Record set:
• • • •

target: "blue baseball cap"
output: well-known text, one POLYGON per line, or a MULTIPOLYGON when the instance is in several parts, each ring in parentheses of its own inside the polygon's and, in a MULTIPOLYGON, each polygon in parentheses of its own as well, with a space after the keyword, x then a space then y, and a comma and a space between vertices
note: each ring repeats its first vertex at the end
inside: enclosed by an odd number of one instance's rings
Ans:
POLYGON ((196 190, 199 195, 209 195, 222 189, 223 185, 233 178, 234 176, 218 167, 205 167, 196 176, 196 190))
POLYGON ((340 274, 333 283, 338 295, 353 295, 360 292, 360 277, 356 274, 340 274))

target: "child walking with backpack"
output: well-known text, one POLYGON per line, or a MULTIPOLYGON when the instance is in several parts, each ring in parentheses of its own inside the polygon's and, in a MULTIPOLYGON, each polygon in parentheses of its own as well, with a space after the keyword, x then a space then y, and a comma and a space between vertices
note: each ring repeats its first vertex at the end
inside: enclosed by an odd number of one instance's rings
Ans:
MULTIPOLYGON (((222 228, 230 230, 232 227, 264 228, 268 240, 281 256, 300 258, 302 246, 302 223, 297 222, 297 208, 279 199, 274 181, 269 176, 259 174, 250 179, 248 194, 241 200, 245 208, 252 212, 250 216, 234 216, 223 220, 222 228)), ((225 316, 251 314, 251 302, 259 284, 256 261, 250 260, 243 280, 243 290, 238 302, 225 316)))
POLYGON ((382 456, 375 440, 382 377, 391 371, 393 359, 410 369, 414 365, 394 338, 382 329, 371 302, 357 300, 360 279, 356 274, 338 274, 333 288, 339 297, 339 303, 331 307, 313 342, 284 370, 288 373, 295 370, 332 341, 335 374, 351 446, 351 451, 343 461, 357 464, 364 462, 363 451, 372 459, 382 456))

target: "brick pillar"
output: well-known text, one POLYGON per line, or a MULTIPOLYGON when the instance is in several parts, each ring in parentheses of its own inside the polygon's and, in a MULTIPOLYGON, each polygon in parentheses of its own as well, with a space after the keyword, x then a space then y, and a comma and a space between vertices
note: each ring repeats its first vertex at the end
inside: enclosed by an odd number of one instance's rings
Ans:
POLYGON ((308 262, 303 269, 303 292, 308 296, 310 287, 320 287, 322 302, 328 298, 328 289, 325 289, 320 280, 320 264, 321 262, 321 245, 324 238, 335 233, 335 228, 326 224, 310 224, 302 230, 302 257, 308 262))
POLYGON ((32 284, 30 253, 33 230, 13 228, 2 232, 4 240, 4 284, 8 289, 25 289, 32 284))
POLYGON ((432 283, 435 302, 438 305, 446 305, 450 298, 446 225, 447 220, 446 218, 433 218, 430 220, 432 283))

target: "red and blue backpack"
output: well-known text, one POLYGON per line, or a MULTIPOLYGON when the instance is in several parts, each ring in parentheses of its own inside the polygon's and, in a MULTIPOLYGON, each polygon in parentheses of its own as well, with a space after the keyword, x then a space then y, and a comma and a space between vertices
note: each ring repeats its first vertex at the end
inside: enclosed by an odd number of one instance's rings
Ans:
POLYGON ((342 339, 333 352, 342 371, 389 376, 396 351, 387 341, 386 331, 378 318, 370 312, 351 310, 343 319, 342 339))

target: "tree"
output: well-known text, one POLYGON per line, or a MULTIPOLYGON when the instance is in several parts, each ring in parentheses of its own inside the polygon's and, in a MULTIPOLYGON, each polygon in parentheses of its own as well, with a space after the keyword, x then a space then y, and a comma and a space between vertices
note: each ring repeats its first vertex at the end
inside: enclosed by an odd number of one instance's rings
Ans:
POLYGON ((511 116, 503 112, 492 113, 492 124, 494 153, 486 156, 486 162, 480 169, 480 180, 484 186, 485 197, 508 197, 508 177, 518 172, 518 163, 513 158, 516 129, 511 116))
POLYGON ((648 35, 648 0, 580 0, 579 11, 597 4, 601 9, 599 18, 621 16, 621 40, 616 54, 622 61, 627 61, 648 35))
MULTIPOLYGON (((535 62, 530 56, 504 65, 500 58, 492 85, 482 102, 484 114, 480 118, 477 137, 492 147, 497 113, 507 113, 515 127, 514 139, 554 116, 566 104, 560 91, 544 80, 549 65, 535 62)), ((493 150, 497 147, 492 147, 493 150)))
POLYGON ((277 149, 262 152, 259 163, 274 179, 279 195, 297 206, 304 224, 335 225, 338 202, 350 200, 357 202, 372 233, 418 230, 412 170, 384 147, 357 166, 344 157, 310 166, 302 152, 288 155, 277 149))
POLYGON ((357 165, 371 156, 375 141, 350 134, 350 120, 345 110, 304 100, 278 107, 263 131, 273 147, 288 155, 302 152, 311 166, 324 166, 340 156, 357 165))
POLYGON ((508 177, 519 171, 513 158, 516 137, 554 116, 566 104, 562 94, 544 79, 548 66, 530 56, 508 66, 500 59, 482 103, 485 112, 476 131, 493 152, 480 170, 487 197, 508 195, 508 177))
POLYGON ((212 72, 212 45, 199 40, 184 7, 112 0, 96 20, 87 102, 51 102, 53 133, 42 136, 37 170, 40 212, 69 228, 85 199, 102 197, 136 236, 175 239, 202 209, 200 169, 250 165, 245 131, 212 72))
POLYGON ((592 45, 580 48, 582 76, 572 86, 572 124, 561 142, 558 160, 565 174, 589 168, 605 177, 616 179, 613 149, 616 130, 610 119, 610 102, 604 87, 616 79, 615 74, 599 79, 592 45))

• • • •

Direction: Please rewrite the records from their first line through the line containing "POLYGON ((340 274, 333", swapping "target" for "label" and leaving everything else unchanged.

Response to the task:
label: "blue baseball cap"
output: well-known text, one POLYGON per line, or a MULTIPOLYGON when the instance is in several parts, each ring in parentheses of its own inside the polygon's and, in a MULTIPOLYGON, each polygon in parentheses of its own as well, with a space after the keyword, x then a space then y, and a comma and a space between vertices
note: each ring repeats its first vertex at the end
inside: enclosed by an odd number of one instance's rings
Ans:
POLYGON ((196 190, 199 195, 209 195, 222 189, 223 185, 233 178, 234 176, 218 167, 205 167, 196 176, 196 190))
POLYGON ((340 274, 333 283, 338 295, 353 295, 360 292, 360 277, 356 274, 340 274))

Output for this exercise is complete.